■ **PROBLEM TO WORK ON**
All entries below are to be set down again exactly as given.

■ **TASK MATERIAL**
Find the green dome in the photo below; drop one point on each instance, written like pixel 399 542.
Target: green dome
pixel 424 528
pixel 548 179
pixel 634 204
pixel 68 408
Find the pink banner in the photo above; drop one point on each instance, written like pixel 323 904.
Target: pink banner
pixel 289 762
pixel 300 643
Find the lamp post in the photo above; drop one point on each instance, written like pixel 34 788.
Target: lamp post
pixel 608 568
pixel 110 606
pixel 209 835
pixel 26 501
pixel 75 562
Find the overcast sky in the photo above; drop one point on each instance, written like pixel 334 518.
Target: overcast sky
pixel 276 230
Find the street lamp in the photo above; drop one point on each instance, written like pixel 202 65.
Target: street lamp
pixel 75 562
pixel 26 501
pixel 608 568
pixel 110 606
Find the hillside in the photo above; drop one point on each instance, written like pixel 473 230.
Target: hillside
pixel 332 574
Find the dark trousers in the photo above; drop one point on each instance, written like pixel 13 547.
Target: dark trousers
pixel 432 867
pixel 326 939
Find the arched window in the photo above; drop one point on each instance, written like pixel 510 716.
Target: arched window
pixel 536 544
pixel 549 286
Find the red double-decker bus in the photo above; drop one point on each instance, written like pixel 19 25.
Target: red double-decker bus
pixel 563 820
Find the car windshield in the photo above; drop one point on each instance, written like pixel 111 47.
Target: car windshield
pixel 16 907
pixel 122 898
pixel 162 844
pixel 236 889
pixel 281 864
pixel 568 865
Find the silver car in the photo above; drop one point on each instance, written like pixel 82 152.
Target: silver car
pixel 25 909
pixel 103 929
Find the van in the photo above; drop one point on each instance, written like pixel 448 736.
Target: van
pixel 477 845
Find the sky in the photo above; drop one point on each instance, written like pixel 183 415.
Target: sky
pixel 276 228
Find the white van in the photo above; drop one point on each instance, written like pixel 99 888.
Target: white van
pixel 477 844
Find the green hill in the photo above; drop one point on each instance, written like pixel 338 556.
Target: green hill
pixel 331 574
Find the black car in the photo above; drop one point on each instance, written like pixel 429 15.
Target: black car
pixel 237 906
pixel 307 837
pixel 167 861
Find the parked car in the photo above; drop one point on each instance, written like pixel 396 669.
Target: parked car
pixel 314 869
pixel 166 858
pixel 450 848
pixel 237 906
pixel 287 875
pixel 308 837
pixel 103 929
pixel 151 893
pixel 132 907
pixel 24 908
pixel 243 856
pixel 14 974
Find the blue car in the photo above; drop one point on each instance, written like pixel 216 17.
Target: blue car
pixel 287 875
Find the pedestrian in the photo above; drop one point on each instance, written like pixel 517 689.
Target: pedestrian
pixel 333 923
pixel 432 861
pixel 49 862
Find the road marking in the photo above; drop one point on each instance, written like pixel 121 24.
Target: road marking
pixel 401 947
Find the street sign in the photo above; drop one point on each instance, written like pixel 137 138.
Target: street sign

■ **RESPONSE**
Find the green dome in the photo below; drop one point on each instance, written like pixel 399 542.
Target: green dome
pixel 424 528
pixel 548 179
pixel 634 204
pixel 68 408
Find the pink banner in the photo above; drop one point on each instance, written like pixel 323 904.
Target: pink banner
pixel 289 762
pixel 300 643
Find the lamp post in the photo above; drop one point on each instance, written like pixel 34 788.
Target: lamp post
pixel 608 568
pixel 110 606
pixel 209 835
pixel 26 501
pixel 75 562
Find the overcast sky in the photo above; drop one point on each instance, written like pixel 334 518.
Target: overcast sky
pixel 276 230
Find the street lamp in the photo above; drop one point on each instance, written like pixel 202 65.
Target: street lamp
pixel 75 562
pixel 26 501
pixel 608 568
pixel 110 606
Find the hillside in the photo above; drop one point on each instance, written like pixel 473 230.
Target: hillside
pixel 332 574
Find the dark trousers in the photo above; drop one point on each instance, written like pixel 13 547.
Target: dark trousers
pixel 432 867
pixel 326 939
Find the arched window in the photo above; drop one point on each instance, written like pixel 510 716.
Target: arched window
pixel 536 544
pixel 549 286
Find the red double-decker bus in the photo above; drop one point on each instance, written like pixel 19 25.
Target: red double-decker bus
pixel 563 820
Find the car windshield in the photo above; drop one point on each instance, written like pixel 111 47.
Target: car windshield
pixel 16 907
pixel 122 898
pixel 162 844
pixel 236 889
pixel 281 864
pixel 568 865
Find the silver car in the photo above; drop one point on each instance, written like pixel 82 152.
Target: silver car
pixel 25 909
pixel 103 929
Find the van in the photo above; drop one point on each instance, written like pixel 448 736.
Target: van
pixel 477 845
Find the sky in the photo above; drop one point on each instance, written like pixel 183 415.
Target: sky
pixel 276 228
Find the white van in the photo above; drop one point on each instance, written like pixel 99 888.
Target: white van
pixel 477 844
Find the green hill in the photo above; drop one point on each instance, written like pixel 338 556.
Target: green hill
pixel 331 574
Find the black car in the photo above; drop one point on each instance, written like pixel 429 15.
Target: black car
pixel 237 906
pixel 307 837
pixel 167 861
Find the parked car in the photo above; drop one point on each instance, written like pixel 396 669.
Target: parked car
pixel 314 869
pixel 166 858
pixel 450 848
pixel 237 906
pixel 287 875
pixel 308 837
pixel 103 929
pixel 151 893
pixel 132 907
pixel 24 908
pixel 243 856
pixel 14 974
Find the blue car in the photo above; drop one point on each instance, written like pixel 216 17.
Target: blue car
pixel 287 875
Find the pedestrian in the photo above; drop one point on each instance, written like pixel 517 689.
Target: pedestrian
pixel 333 923
pixel 432 861
pixel 49 862
Find the road marking in the photo above; drop one point on each instance, written like pixel 121 24.
Target: road marking
pixel 401 947
Find the street sign in the photo above; drop one point on each instance, written like pixel 137 138.
Target: street sign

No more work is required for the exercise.